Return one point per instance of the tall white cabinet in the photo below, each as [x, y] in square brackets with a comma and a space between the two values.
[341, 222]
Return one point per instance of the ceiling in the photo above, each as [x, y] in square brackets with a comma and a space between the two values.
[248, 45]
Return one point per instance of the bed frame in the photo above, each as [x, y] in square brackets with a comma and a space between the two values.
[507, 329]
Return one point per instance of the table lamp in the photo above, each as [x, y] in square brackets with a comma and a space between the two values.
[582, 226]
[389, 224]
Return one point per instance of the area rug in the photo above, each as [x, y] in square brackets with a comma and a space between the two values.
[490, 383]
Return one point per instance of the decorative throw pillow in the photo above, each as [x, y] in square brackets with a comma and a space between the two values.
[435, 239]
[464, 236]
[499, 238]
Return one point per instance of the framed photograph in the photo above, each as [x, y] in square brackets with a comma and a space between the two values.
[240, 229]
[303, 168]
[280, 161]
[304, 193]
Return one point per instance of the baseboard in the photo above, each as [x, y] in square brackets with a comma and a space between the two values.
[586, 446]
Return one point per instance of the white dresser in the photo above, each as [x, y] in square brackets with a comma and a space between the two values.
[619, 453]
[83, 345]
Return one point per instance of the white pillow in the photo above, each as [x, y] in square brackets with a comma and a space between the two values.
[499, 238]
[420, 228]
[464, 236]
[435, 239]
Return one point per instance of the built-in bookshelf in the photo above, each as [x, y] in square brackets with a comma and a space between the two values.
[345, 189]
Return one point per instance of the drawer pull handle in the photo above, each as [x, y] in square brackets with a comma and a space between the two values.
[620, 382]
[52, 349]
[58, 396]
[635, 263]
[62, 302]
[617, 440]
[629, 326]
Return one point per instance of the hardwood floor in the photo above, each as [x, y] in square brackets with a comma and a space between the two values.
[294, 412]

————————

THE TASK ▸ In the listing above, find the line containing "Return one point per instance of the decorative" and please quote exactly that line through the last one, and no other lines.

YOUR SOLUTION ▸
Return one point per instance of the decorative throw pillow in the photo above, each as [x, y] in square brackets with a comma and a space between the two values.
[435, 239]
[464, 236]
[499, 238]
Return one point per instance of the framed photograph in the photo above, each as [x, y] in square brackets with a comma and a space between the two values.
[240, 229]
[303, 168]
[280, 161]
[304, 193]
Return one point per instance of the baseboard in the photo above, each as [x, y] in square brackets with a comma and a space between the two values.
[586, 446]
Return one point per instance of the white dresser in the photo above, each as [x, y] in square brackets with a comma and a space between the two values.
[619, 453]
[83, 345]
Return one point per instance of the white pillow in the photo above, each as [x, y] in square brackets with a comma and a space between the two values.
[499, 238]
[420, 228]
[464, 236]
[435, 239]
Return one point per instance of the built-in bookshelf in the photo above, each as [x, y] in square brackets with a comma and a space between the two values.
[345, 189]
Return one point per instance of the drawer pull handle in the photo above, each as [x, y] in square brackets with a comma and a space between the two values.
[620, 382]
[52, 349]
[58, 396]
[635, 263]
[62, 302]
[617, 440]
[629, 326]
Return one point per instance of the hardwood floor in the photo above, each as [x, y] in square brackets with a comma and a space between the two values.
[294, 412]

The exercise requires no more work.